* [TEXTAUSZUG]
Diese Rechtsprechung wird vom [X.] allerdings nicht auf die --im vorliegenden Verfahren einschlägige-- [X.] für die Einlegung der Beschwerde übertragen (z.B. [X.]-Beschluss vom 31.05.2016 - V B 26/16, [X.]/NV 2016, 1479, Rz 5). Insoweit bleibt es daher bei der im Wortlaut des § 56 Abs. 2 Satz 1 Halbsatz 1 FGO verankerten Zwei-Wochen-Frist.

Diese Differenzierung trägt zwar zur [X.] in [X.] nach [X.]KH-Gewährung bei und erhöht damit das Risiko, dass es in derartigen Situationen zu Fristversäumnissen kommt. Nach Auffassung des Senats erfordert die Gleichstellung von Unbemittelten und [X.] jedoch bei der bloßen Einlegung einer Beschwerde keine mit dem Gesetzeswortlaut des § 56 Abs. 2 Satz 1 FGO nicht im Einklang stehende Übertragung der Ein-Monatsfrist des § 116 Abs. 2 Satz 1 FGO. Die Beschwerdeeinlegung nach dem Zugang einer [X.]KH gewährenden Entscheidung verursacht nämlich --im Gegensatz zur Anfertigung einer Beschwerdebegründung-- keinen besonderen Aufwand und ist daher ohne Weiteres innerhalb der gesetzlichen Frist von zwei Wochen zu leisten.

cc) [X.] hat die Beschwerde nicht bereits zu einem früheren Zeitpunkt eingelegt.

Das am [X.] eingegangene Schreiben, in dem [X.] formuliert, für den Fall des Erfolgs des [X.]s werde sie sodann beantragen, die Revision zuzulassen, kann noch nicht als (bedingte) Einlegung der Beschwerde angesehen werden. Der Wortlaut dieses Schreibens spricht nicht für die bedingte Einlegung eines Rechtsmittels, sondern für die bloße Ankündigung einer erst künftig noch vorzunehmenden Rechtsmitteleinlegung ("wir werden sodann beantragen").

* [QUELLDATEN]
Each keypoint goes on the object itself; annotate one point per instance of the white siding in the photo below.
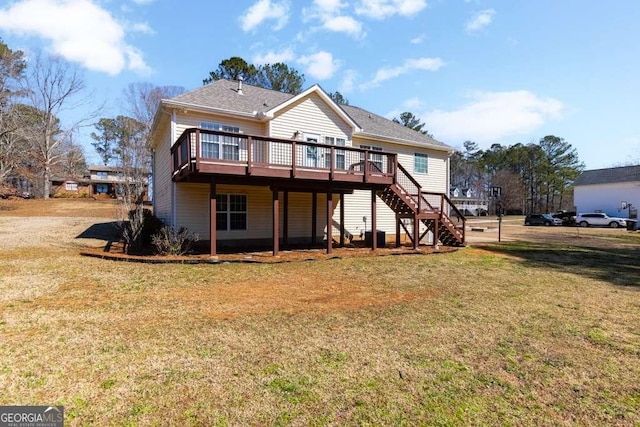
(607, 197)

* [AUFGABENSTELLUNG]
1 – Benenne im Textauszug zur Beschwerdefrist im Abschnitt von „Diese Differenzierung trägt“ bis „Wochen zu leisten.“ „Senats“ in „Gerichts“ um und gib diesen Abschnitt vollständig wieder.
2 – Führe den Textauszug zur Beschwerdefrist bitte im Anschluss an seinen letzten Satz fort.
Für die Bearbeitung sind die Zeilen nicht erforderlich.

* [ANTWORTLISTE]
1 –
Diese Differenzierung trägt zwar zur [X.] in [X.] nach [X.]KH-Gewährung bei und erhöht damit das Risiko, dass es in derartigen Situationen zu Fristversäumnissen kommt. Nach Auffassung des Gerichts erfordert die Gleichstellung von Unbemittelten und [X.] jedoch bei der bloßen Einlegung einer Beschwerde keine mit dem Gesetzeswortlaut des § 56 Abs. 2 Satz 1 FGO nicht im Einklang stehende Übertragung der Ein-Monatsfrist des § 116 Abs. 2 Satz 1 FGO. Die Beschwerdeeinlegung nach dem Zugang einer [X.]KH gewährenden Entscheidung verursacht nämlich --im Gegensatz zur Anfertigung einer Beschwerdebegründung-- keinen besonderen Aufwand und ist daher ohne Weiteres innerhalb der gesetzlichen Frist von zwei Wochen zu leisten.

2 –
dd) [X.] konnte die vom Kläger ohne rechtliche Wirkung eingelegte Beschwerde auch nicht rückwirkend genehmigen.

Insbesondere bewirkt die Bezugnahme in der am 17.09.2021 eingegangenen Beschwerdebegründung "auf die bereits durch den Beschwerdeführer mit Schreiben vom [X.] eingelegte ... Nichtzulassungsbeschwerde" nicht, dass das am 06.04.2021 eingegangene Schreiben, das vom nicht postulationsfähigen Kläger persönlich verfasst worden ist, rückblickend als von [X.] genehmigte wirksame Einlegung der Beschwerde gilt. Eine Bezugnahme des [X.]rozessbevollmächtigten auf einen vom nicht postulationsfähigen Kläger persönlich verfassten Schriftsatz erfüllt die Anforderungen des § 62 Abs. 4 FGO nach ständiger höchstrichterlicher Rechtsprechung nicht ([X.]-Beschluss vom 30.06.2005 - III B 176/04, [X.]/NV 2005, 2018).

3. [X.] beruht auf § 135 Abs. 2 FGO.

4. Von einer weiteren Darstellung des Sachverhalts sowie einer weiteren Begründung sieht der Senat gemäß § 116 Abs. 5 Satz 2 Halbsatz 2 FGO ab.

Meta

X B 31/21

24.08.2022

Bundesfinanzhof 10. Senat

Beschluss

vorgehend FG Köln, 25. Februar 2021, Az: 11 K 3168/17, Urteil

§ 56 Abs 2 S 1 FGO, § 56 Abs 2 S 3 FGO, § 116 Abs 2 S 1 FGO, § 116 Abs 3 S 1 FGO, § 62 Abs 4 FGO

Zitier­vorschlag: Bundesfinanzhof, Beschluss vom 24.08.2022, Az. X B 31/21 (REWIS RS 2022, 5750)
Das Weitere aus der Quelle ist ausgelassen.